### Set exercise
Copy out each line below exactly as it appears.

-- Supplied records start --

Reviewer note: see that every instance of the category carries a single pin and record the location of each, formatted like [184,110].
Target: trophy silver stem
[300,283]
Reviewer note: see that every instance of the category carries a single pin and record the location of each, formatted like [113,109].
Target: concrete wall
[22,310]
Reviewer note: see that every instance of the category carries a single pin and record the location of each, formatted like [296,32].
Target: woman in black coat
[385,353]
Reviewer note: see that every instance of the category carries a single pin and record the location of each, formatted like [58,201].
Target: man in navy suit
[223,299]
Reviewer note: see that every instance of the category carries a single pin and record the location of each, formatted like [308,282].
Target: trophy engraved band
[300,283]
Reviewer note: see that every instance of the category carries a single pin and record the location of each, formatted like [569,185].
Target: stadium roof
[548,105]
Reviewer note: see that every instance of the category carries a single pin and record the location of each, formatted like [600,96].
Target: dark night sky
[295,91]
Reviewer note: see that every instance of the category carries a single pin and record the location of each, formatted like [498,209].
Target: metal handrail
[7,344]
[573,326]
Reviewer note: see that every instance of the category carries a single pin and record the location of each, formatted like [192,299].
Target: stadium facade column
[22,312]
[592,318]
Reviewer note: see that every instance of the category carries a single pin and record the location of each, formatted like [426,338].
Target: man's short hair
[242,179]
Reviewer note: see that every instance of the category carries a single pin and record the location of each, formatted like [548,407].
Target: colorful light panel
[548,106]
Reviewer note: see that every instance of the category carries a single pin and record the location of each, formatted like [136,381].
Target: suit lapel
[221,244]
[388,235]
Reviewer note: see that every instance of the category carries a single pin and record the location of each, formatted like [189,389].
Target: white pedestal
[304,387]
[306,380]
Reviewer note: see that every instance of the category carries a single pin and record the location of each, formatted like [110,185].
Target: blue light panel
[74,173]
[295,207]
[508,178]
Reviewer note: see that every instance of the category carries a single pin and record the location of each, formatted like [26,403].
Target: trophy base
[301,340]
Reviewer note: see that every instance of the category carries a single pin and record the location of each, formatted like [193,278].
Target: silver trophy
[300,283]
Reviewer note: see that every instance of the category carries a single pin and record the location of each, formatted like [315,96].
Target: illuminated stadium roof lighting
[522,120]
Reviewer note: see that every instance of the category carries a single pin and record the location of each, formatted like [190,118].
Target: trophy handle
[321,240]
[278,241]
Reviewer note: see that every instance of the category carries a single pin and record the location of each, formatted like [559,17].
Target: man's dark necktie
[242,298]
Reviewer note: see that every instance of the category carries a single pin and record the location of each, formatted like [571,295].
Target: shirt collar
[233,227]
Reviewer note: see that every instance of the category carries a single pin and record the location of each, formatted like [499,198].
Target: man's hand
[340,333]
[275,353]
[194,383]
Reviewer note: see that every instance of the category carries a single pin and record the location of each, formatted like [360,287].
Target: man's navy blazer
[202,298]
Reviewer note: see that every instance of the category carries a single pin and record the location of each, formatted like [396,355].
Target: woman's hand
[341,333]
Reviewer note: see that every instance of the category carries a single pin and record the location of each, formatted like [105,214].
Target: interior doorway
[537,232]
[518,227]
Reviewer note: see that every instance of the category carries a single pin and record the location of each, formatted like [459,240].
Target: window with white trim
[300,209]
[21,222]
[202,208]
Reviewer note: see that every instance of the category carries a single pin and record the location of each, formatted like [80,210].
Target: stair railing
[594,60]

-- Supplied records end --

### In response
Reviewer note: see that every instance of the category carries a single pin and record the location of each, formatted like [184,110].
Target: trophy silver stem
[300,283]
Reviewer note: see that every instance of the category carries a single pin and record the location of each, formatted like [113,109].
Target: concrete wall
[22,310]
Reviewer note: see that every instance of the category carries a single pin and record the location of each, formatted like [296,32].
Target: woman in black coat
[385,353]
Reviewer note: see that every instance of the category carries a single pin and record the location of each, formatted like [58,201].
Target: man in navy suit
[223,299]
Reviewer note: see that every instance of the category carries a single pin and record the location of each, formatted like [308,282].
Target: trophy engraved band
[300,283]
Reviewer note: see that every instance of the category carries a single pin and record the location of each, formatted like [569,185].
Target: stadium roof
[548,105]
Reviewer note: see that every instance of the category carries a single pin and record the location of each, formatted like [600,96].
Target: dark night sky
[295,91]
Reviewer note: see that every instance of the category carries a single pin and record the location of each, formatted like [498,209].
Target: metal handrail
[7,344]
[573,326]
Reviewer note: see that every instance of the category carries a single pin and record the location of each, formatted like [192,299].
Target: stadium facade column
[22,312]
[592,318]
Reviewer note: see that every instance of the category carries a single pin and record the location of each, formatted like [426,338].
Target: man's short hair
[242,179]
Reviewer note: see that every instance of the category carries a single pin and record the location of each, formatted like [548,407].
Target: colorful light panel
[548,106]
Reviewer note: see that every instance of the category carries a single pin and record the location of each, formatted like [136,381].
Target: suit lapel
[221,244]
[388,235]
Reviewer note: see that every instance of the category carries a single pin and record the location of each, formatted like [189,389].
Target: white pedestal
[304,387]
[306,380]
Reviewer note: see that every instance of the category carries a single pin and record the location of each, formatted like [110,185].
Target: blue light panel
[74,173]
[295,207]
[508,178]
Reviewer note: see that every instance of the category carries a single pin and record the location of each, formatted like [26,403].
Target: trophy base
[301,340]
Reviewer note: see that every instance of the category carries a single pin and record the location of each, formatted like [193,278].
Target: silver trophy
[300,283]
Reviewer note: see that every instance of the category carries a single pin and record the location of each, formatted like [315,96].
Target: illuminated stadium roof lighting
[522,120]
Reviewer note: see that every instance of the category carries a single pin and record the location of each, formatted like [190,118].
Target: trophy handle
[321,240]
[278,241]
Reviewer note: see that every instance of the category carries a single pin and record the location of each, formatted like [559,17].
Target: man's dark necktie
[242,298]
Reviewer note: see that every instance of the category carries a single pin and record the location of each, formatted like [571,295].
Target: shirt collar
[233,227]
Reviewer note: see that every instance of the category carries a single pin and record the location of each, formatted like [499,198].
Target: man's hand
[340,333]
[275,353]
[194,383]
Reviewer note: see that every instance of the category carries a single pin and record the location of each, formatted like [360,287].
Target: man's navy blazer
[202,298]
Reviewer note: see that every instance of the category carries a single pin and record the location of each, formatted like [396,355].
Target: woman's hand
[341,333]
Reviewer note: see that every instance of the category carries a single pin and record the location of each, formatted like [105,214].
Target: interior doorway
[537,232]
[518,227]
Reviewer note: see that every instance of the category carries a single pin and record the location of each, formatted like [459,240].
Target: window with white trim
[300,209]
[21,222]
[202,208]
Reviewer note: see that every instance of the category carries a single pin and record the location of each, formatted like [80,210].
Target: stair railing
[594,60]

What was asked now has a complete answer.